State the number of lines in the items below that contain the string "clear", with uppercase and lowercase treated as different. Give only the number.
# Start of GIVEN ENTRIES
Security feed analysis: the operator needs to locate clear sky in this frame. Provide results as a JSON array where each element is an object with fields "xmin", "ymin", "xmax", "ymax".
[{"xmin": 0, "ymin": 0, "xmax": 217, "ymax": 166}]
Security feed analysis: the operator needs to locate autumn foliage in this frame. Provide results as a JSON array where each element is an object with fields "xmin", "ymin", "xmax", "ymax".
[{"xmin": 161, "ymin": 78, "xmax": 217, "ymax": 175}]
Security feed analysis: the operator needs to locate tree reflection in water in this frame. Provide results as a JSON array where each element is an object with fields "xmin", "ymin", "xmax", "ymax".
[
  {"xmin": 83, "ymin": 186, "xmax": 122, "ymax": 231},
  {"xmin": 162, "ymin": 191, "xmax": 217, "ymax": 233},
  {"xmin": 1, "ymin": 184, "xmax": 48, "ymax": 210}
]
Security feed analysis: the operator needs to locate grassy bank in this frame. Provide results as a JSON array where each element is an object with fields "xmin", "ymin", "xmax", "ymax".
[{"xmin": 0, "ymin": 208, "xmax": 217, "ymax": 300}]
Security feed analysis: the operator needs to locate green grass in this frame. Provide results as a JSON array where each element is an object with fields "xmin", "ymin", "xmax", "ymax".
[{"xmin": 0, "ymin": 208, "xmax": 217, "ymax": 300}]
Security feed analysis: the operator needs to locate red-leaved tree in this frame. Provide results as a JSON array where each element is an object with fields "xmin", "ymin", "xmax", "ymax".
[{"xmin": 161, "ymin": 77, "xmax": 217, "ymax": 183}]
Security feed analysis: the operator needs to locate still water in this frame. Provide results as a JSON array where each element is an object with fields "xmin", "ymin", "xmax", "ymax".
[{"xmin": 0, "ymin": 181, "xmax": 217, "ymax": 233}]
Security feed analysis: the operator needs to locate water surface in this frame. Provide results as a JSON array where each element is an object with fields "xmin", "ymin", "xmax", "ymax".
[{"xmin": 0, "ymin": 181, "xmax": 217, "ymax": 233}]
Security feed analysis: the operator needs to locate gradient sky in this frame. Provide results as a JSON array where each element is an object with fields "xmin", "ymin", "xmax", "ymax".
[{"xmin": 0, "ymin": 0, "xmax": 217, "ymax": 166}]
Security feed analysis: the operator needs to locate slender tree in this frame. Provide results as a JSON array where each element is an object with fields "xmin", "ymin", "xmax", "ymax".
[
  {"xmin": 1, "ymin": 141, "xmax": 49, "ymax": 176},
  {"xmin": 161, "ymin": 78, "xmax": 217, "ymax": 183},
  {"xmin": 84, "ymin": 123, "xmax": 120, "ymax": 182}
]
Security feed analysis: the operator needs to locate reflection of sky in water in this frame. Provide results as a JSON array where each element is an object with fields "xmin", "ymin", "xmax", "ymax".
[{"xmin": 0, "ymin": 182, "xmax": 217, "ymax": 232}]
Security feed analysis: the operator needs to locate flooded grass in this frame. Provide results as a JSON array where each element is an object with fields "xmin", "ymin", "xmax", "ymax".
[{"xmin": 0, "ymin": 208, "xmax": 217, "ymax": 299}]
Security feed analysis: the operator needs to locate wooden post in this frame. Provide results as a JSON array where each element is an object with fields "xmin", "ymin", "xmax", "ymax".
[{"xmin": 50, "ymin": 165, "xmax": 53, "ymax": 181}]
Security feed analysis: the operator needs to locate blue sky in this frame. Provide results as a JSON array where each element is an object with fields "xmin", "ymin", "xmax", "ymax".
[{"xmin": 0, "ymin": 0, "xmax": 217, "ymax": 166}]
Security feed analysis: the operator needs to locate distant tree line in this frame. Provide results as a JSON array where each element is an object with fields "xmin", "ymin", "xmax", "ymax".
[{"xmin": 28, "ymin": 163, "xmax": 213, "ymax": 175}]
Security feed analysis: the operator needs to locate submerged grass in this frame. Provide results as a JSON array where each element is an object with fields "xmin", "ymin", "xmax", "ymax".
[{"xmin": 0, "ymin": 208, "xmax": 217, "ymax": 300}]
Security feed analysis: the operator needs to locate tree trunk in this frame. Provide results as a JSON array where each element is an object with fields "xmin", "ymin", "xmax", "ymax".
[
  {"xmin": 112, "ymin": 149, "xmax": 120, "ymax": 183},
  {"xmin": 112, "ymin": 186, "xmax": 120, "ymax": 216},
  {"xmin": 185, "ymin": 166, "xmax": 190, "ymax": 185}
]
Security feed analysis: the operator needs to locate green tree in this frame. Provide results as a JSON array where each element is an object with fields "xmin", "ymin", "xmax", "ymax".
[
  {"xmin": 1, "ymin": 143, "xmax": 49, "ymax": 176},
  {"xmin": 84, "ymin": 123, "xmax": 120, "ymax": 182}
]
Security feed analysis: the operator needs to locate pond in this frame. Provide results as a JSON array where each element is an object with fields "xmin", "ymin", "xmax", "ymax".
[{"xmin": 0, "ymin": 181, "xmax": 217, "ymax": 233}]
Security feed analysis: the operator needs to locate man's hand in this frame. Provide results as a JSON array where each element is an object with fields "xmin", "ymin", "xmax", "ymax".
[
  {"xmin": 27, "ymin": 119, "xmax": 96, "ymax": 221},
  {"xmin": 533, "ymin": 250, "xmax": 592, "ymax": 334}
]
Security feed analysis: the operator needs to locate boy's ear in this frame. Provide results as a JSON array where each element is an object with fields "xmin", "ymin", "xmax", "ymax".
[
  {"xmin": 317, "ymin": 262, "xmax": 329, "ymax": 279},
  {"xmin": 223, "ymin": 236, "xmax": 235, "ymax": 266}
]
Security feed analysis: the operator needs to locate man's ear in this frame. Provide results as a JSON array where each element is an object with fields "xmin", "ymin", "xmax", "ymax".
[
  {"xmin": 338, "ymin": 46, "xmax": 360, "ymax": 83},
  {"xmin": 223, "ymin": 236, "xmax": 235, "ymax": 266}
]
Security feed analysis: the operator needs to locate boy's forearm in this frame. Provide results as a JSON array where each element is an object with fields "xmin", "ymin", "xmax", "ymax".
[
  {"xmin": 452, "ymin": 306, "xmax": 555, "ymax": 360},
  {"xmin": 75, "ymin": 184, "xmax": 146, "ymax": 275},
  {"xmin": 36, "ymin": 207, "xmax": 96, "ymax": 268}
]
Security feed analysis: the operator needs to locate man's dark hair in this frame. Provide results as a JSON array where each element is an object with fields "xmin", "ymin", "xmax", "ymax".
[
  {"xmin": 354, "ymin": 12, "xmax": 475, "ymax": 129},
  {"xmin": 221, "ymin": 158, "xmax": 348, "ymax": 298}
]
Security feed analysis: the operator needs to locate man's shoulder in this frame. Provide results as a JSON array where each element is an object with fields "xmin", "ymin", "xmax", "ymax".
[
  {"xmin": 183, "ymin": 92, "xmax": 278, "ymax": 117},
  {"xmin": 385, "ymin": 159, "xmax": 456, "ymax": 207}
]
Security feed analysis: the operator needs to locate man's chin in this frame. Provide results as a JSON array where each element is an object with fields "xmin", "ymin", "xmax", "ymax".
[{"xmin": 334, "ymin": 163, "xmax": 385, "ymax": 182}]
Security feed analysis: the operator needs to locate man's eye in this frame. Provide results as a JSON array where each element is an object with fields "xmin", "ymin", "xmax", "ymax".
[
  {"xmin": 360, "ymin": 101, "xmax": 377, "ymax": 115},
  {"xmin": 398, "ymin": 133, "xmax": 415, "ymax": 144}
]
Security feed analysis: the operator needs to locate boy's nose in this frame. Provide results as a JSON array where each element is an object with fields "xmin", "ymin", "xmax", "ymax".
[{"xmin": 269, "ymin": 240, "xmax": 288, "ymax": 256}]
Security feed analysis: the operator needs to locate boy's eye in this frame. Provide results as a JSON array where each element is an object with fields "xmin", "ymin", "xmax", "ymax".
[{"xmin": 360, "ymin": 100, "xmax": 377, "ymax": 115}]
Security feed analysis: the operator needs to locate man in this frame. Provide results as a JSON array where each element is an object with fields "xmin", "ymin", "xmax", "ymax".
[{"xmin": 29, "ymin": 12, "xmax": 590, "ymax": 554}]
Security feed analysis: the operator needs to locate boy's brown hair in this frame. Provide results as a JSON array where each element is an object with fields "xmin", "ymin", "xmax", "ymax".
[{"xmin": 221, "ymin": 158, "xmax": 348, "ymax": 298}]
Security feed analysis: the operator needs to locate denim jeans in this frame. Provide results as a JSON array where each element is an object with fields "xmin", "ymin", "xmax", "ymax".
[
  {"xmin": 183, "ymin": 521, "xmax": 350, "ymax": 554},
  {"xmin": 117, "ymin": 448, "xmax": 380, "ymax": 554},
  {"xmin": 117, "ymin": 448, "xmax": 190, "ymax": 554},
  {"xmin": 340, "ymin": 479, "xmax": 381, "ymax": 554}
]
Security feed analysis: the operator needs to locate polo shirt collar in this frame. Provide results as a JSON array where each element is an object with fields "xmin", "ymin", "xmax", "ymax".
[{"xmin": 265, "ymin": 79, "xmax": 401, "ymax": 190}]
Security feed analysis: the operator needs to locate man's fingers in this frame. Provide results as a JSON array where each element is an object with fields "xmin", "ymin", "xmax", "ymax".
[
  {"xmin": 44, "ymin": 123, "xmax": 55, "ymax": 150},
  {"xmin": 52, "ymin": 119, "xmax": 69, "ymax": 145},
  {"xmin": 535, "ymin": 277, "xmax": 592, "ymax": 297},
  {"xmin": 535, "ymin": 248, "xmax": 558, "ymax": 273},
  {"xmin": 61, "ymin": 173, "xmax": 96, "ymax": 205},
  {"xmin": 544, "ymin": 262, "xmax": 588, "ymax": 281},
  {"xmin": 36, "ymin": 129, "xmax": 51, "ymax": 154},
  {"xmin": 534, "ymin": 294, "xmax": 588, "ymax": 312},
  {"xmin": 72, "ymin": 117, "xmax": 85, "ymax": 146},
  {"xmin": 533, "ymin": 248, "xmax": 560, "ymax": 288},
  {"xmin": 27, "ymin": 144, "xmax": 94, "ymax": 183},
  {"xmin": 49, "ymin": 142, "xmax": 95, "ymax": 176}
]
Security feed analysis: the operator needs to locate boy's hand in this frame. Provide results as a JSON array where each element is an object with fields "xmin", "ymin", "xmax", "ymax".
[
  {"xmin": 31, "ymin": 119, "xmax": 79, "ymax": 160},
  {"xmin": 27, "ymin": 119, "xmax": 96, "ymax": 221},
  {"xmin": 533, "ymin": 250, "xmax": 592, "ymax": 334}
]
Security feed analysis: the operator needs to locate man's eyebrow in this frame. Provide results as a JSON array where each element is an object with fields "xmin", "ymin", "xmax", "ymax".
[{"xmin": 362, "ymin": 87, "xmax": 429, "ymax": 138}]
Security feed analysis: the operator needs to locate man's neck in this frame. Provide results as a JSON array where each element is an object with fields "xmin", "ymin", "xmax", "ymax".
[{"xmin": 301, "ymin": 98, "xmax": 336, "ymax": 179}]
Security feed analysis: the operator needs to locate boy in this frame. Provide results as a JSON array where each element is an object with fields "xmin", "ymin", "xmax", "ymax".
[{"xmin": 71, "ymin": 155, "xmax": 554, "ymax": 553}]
# End of GIVEN ENTRIES
OUTPUT FOR THIS EXERCISE =>
1